## Task requirements
Output the data below in full, byte for byte. Nothing may differ.

## Task inputs
--------------------

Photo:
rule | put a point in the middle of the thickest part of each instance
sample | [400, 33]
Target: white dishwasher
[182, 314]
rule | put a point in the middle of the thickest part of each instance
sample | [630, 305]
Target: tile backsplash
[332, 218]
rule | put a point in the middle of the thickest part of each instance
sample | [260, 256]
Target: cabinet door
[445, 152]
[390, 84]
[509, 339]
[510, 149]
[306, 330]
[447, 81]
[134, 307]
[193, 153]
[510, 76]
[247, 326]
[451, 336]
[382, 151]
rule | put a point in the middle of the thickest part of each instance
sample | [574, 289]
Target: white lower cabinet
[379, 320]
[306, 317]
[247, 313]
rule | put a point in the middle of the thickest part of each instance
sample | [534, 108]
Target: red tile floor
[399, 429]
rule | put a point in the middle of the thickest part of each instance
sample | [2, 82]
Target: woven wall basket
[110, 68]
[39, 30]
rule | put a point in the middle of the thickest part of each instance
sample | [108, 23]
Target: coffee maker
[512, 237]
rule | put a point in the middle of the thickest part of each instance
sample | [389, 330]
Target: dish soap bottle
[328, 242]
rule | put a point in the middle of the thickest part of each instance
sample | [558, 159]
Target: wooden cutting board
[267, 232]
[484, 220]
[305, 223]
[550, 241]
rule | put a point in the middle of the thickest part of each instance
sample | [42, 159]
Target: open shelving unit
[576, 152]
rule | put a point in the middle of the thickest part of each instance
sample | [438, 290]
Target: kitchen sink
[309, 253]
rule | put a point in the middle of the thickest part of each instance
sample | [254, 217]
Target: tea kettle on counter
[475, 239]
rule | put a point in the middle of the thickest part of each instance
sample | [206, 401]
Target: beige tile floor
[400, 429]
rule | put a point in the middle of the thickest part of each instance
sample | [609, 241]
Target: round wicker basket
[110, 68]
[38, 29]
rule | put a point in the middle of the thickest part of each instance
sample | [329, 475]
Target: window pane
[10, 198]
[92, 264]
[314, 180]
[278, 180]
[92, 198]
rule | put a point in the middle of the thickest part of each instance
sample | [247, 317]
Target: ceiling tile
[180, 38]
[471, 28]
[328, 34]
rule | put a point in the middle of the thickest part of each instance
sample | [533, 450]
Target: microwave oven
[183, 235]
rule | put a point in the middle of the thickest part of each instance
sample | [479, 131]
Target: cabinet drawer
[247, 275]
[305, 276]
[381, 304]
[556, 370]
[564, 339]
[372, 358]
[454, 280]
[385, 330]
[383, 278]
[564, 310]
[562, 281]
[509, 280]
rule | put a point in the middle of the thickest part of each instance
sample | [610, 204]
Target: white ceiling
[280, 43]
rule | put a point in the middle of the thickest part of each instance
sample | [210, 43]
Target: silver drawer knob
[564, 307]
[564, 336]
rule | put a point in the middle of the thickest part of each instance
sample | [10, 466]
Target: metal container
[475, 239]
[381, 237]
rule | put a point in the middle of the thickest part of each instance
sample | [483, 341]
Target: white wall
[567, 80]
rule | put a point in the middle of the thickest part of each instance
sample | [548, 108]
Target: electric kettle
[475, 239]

--------------------

## Answer for the task
Photo:
rule | put a point in the middle of the thickest part of each instance
sample | [400, 33]
Target: white dishwasher
[182, 314]
rule | put a point in the middle of the thickest part of each instance
sample | [630, 305]
Target: tile backsplash
[332, 218]
rule | put a point in the middle of the thickest part of each instance
sample | [260, 256]
Target: cabinet door
[445, 152]
[390, 84]
[509, 339]
[510, 149]
[306, 330]
[447, 81]
[134, 307]
[193, 153]
[510, 76]
[247, 326]
[451, 336]
[382, 151]
rule | put a point in the middle of the thickest part of each instance
sample | [574, 289]
Target: white lower cabinet
[379, 320]
[306, 317]
[247, 313]
rule | put a point in the middle of the thickest part of each instance
sample | [534, 108]
Target: red tile floor
[399, 429]
rule | put a point in the middle of the thickest part of each instance
sample | [2, 82]
Target: woven wall basket
[110, 68]
[39, 30]
rule | put a point in the middle of the thickest part of each instance
sample | [108, 23]
Target: coffee maker
[512, 237]
rule | put a point in the middle of the thickest part of each instance
sample | [389, 330]
Target: dish soap bottle
[328, 242]
rule | put a point in the middle of the thickest part of each instance
sample | [558, 159]
Target: wooden cutting board
[267, 232]
[484, 220]
[305, 223]
[550, 241]
rule | put a point in the middle of the thickest part of each instance
sample | [42, 159]
Target: open shelving unit
[576, 152]
rule | put a point in the middle of the thickest part of each instance
sample | [438, 290]
Target: kitchen sink
[309, 253]
rule | put a point in the middle of the thickest part of each instance
sample | [254, 217]
Target: tea kettle on counter
[475, 239]
rule | put a point in the middle of the thickest part of each instance
sample | [206, 401]
Target: beige tile floor
[400, 429]
rule | put a point in the middle of the thickest part of each instance
sample | [609, 241]
Target: round wicker basket
[110, 68]
[38, 29]
rule | put a point in the middle of the thickest part of each instance
sample | [329, 475]
Target: window pane
[10, 198]
[92, 264]
[314, 180]
[278, 180]
[92, 198]
rule | put a point in the middle of the thickest part of each instance
sample | [247, 317]
Target: ceiling tile
[180, 38]
[471, 28]
[328, 34]
rule | put a point in the middle of the thickest part of each instance
sample | [533, 450]
Target: microwave oven
[183, 235]
rule | put a point in the middle of the thickest part of each instance
sample | [479, 131]
Target: cabinet drawer
[247, 275]
[305, 276]
[381, 304]
[556, 370]
[564, 339]
[372, 358]
[454, 280]
[385, 330]
[383, 278]
[564, 310]
[562, 281]
[509, 280]
rule | put a point in the middle of the thickest part of each instance
sample | [610, 204]
Target: white ceiling
[280, 43]
rule | put a point in the middle of the thickest part of each instance
sample | [210, 43]
Target: silver drawer knob
[564, 307]
[564, 336]
rule | put a point in the middle of the thickest part of each instance
sample | [10, 466]
Target: metal container
[475, 239]
[381, 237]
rule | put a point in the middle of the thickest part of each instance
sample | [483, 341]
Target: white wall
[567, 80]
rule | put a point in the middle of the thickest part of each instance
sample | [548, 108]
Target: electric kettle
[475, 239]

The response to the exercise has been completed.